• Extrait du document:
Alexandre Kantorow (piano)
Orchestre de Chambre de Lausanne, Jean‑Jacques Kantorow (direction)


A. Kantorow (© Sasha Gusov)


La foule des grands soirs se presse à la Salle Métropole pour assister à un concert de l’Orchestre de Chambre de Lausanne (OCL) qui fera date, à n’en pas douter, car il réunit Jean‑Jacques Kantorow et son fils Alexandre. Les deux artistes, en effet, sont rarement à l’affiche ensemble. Si, chez les Kantorow, la musique est bel et bien une affaire de famille (la maman est violoniste !), chacun mène sa carrière de son côté, si bien que les quelques concerts communs ont des allures d’événements. La soirée débute avec la rarissime Deuxième Symphonie de Camille Saint‑Saëns. Des cinq symphonies du compositeur français, seule la Troisième, dite « avec orgue », a trouvé sa place au répertoire. Le chef Jean‑Jacques Kantorow connaît les cinq partitions comme sa poche, si l’on peut dire, pour avoir gravé, dans les années 1990, un CD avec le Tapolia Sinfonietta d’Helsinki consacré à Saint‑Saëns et incluant la Deuxième Symphonie, avant une intégrale avec l’Orchestre Philharmonique Royal de Liège ces dernières années. Pour la petite histoire, c’est avec cette même formation que Jean‑Jacques Kantorow a enregistré les cinq Concertos pour piano de Saint‑Saëns avec son fils Alexandre au clavier. La Deuxième Symphonie (1859, Saint‑Saëns avait alors 24 ans) est une partition courte (à peine plus de 20 minutes), vive et légère, à l’orchestration réduite et inspirée par Haydn ou encore les jeunes Beethoven et Schubert. A la tête de l’OCL, Jean‑Jacques Kantorow en donne une version finement nervurée et dotée d’une grande force rythmique, toute en légèreté et en transparence. Le premier mouvement surprend par sa fugue initiale, au lieu de la traditionnelle sonate. Le chef l’aborde de manière leste et alerte. Le deuxième mouvement se fait délicat et raffiné, avec un splendide solo du cor anglais. Après un Scherzo vigoureux, le Prestissimo final séduit par son côté vif et brillant. Pour beaucoup de spectateurs ce soir, cette Deuxième Symphonie de Saint‑Saëns est une belle découverte !

• Défis:
• A. Dressez la liste de tous les compositeurs nommés dans la critique du concert.
• B. Poursuivez la critique du concert après sa dernière phrase.
Le matériel placé plus bas ne joue aucun rôle dans ce travail.

• Enregistrements de données:
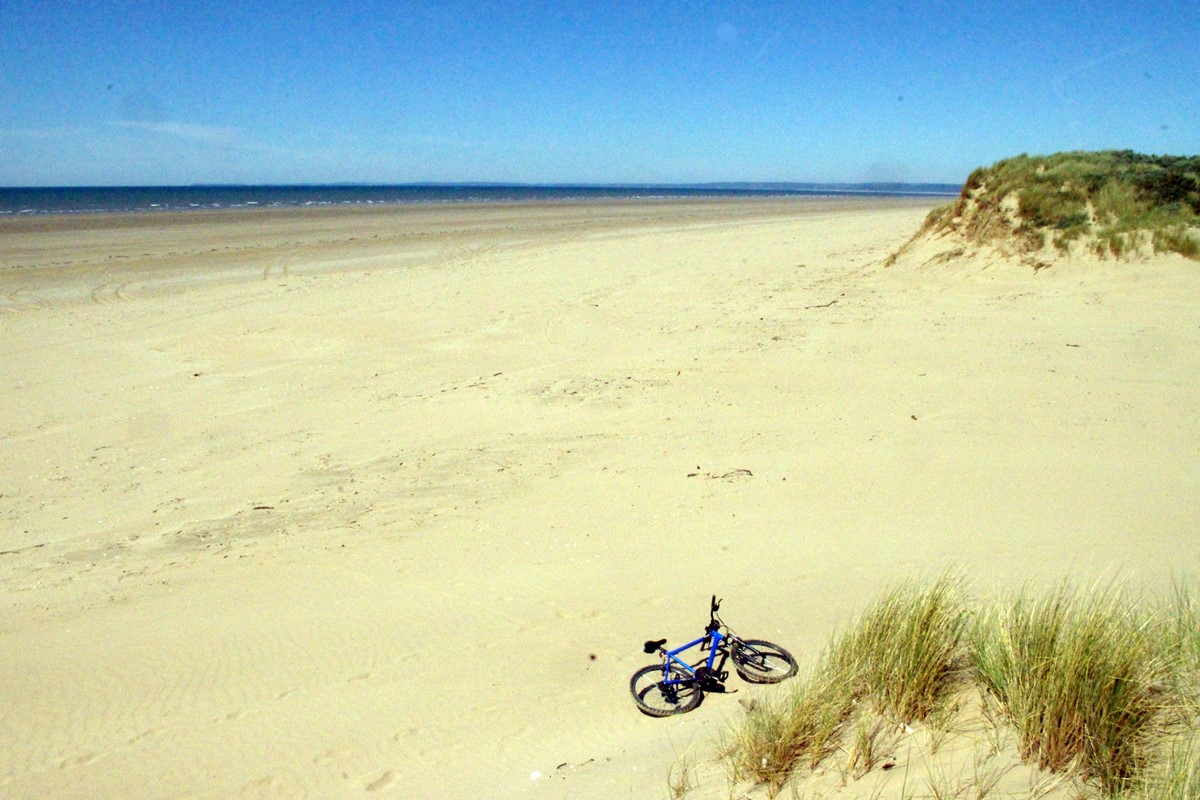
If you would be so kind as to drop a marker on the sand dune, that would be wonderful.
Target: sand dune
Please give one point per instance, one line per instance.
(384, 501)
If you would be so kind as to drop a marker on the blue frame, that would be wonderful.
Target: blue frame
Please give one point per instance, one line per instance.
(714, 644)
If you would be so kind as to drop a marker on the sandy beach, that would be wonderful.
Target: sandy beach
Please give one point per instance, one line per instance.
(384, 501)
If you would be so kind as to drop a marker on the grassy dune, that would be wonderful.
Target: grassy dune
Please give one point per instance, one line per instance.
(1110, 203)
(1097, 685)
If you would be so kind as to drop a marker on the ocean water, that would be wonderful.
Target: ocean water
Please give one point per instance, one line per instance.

• Résultats dans l'ordre:
• A. Camille Saint‑Saëns, Haydn, Beethoven, Schubert

• B.
Changement total de décor après l’entracte avec le Second Concerto pour piano de Brahms, œuvre massive s’il en est, aux dimensions impressionnantes et à l’effectif important, aux antipodes donc de la Deuxième Symphonie de Saint‑Saëns. Alexandre Kantorow fait son entrée sur scène, tout de noir vêtu. Malgré sa silhouette fluette, avec ses bras très longs et ses mains fines, il porte en lui une énergie incroyable et possède la carrure et l’endurance nécessaires pour affronter une partition aussi touffue et fantaisiste, avec des changements fréquents d’atmosphère. Lorsque le soliste pose ses doigts sur le clavier, c’est l’onde de choc, le son rivalisant presque avec celui de l’orchestre. Pour les Kantorow père et fils, ce Second Concerto de Brahms est bien celui du romantisme par excellence, et on sent l’énergie, la fougue, la flamme, dans une connivence faite de dialogue et d’écoute, sans lutte ni rivalité, même si parfois de petits décalages se font entendre. Après l’effervescence et le tourbillon des deux premiers mouvements, l’Andante est un véritable petit bijou, grâce à la légèreté et au toucher aérien du soliste, comme si ses doigts effleuraient à peine l’instrument. Ce troisième mouvement est de surcroît magnifié par les superbes interventions du violoncelle. L’Allegretto grazioso final se pare de grâce et de gaieté avec ses nombreux passages de valse. Après cette prestation mémorable, le public applaudit à tout rompre. Et malgré l’effort consenti, Alexandre Kantorow, particulièrement généreux, offre deux bis : tout d’abord le Premier des Intermezzi de l’Opus 117 de Brahms, puis une transcription débridée (par Nina Simone !) de l’air le plus célèbre de l’opéra Samson et Dalila de Saint‑Saëns, « Mon cœur s’ouvre à ta voix ». La boucle est bouclée !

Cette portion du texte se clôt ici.